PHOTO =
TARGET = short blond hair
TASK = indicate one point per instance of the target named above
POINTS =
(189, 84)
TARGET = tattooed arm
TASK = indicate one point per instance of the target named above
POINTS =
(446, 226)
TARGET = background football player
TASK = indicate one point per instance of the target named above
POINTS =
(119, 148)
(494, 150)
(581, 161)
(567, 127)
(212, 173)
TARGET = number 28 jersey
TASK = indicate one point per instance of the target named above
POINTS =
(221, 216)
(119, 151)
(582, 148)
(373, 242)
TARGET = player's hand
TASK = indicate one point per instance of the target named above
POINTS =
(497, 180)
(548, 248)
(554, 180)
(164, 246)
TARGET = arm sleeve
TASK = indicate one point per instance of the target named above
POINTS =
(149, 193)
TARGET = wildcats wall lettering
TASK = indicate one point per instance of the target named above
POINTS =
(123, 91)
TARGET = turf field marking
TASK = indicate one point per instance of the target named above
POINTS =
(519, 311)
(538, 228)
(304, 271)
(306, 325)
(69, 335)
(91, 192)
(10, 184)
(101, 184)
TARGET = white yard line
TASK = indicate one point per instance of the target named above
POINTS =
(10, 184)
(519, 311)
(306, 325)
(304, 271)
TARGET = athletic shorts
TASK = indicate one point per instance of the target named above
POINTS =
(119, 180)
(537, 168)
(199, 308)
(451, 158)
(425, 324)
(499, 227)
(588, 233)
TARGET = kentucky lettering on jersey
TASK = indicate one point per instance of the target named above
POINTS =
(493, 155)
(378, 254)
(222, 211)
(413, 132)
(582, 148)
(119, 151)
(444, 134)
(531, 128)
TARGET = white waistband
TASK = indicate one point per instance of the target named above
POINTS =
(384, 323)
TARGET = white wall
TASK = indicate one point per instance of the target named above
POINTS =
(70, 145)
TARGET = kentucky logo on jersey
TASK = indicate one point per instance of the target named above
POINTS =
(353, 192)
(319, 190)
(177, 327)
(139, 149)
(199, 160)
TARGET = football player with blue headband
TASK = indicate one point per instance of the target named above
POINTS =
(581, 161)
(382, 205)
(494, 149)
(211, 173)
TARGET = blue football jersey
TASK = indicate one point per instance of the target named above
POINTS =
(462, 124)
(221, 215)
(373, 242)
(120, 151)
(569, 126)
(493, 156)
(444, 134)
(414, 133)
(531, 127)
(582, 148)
□ □ □ □ □ □ □
— Task description —
Each line of the material must be restated exactly.

— Full solution —
PHOTO =
TARGET = short blond hair
TASK = indicate one point per instance of the target named above
POINTS =
(189, 84)
TARGET = tattooed arm
TASK = indicate one point per instance of the target named above
POINTS =
(446, 226)
TARGET = background football player
TASK = indicate one point per instance of the target named above
POINTS =
(119, 148)
(494, 150)
(581, 161)
(567, 127)
(212, 173)
TARGET = number 28 jersey
TASK = indicate one point per instance of the target named above
POINTS =
(221, 216)
(119, 151)
(582, 148)
(373, 242)
TARGET = player's hand
TASK = indicate one point per instance of the target named above
POINTS =
(497, 180)
(548, 248)
(554, 180)
(164, 246)
TARGET = arm sleeve
TASK = indicate one point per instance of the target named above
POINTS =
(149, 193)
TARGET = wildcats wall lettering
TASK = indicate one point per instance of the target named above
POINTS =
(123, 91)
TARGET = turf field marking
TASK = indicate one point per instance of the target named above
POINTS =
(519, 311)
(538, 228)
(304, 271)
(306, 325)
(69, 335)
(91, 192)
(10, 184)
(101, 184)
TARGET = white yard line
TASK = indicate one point per instance of the target named above
POINTS =
(10, 184)
(519, 311)
(306, 325)
(304, 271)
TARGET = athletic shorts
TASK = indicate one point per instance of the target named above
POINTS =
(119, 180)
(537, 168)
(199, 308)
(451, 158)
(425, 324)
(499, 227)
(588, 233)
TARGET = kentucky lettering on jersey
TASK = indicate one point per instance of the target named above
POINTS =
(493, 155)
(378, 254)
(222, 211)
(413, 132)
(582, 148)
(119, 151)
(444, 134)
(531, 128)
TARGET = white waistband
TASK = indicate one point per instance of the target named above
POINTS =
(384, 323)
TARGET = white wall
TASK = indicate one point per instance of the target named above
POINTS =
(70, 145)
TARGET = kentucky logo on jersey
TASK = indicate one point per instance of the target named above
POINTS =
(353, 192)
(319, 190)
(177, 327)
(139, 149)
(199, 160)
TARGET = football player with blue headband
TASK = indicate one point per instance of the target named above
POINTS =
(581, 161)
(382, 205)
(494, 149)
(211, 173)
TARGET = blue football jersey
TASK = indicate one point per instance of the target named above
POINTS =
(462, 124)
(221, 215)
(373, 242)
(120, 151)
(569, 126)
(493, 156)
(444, 134)
(414, 133)
(531, 127)
(582, 148)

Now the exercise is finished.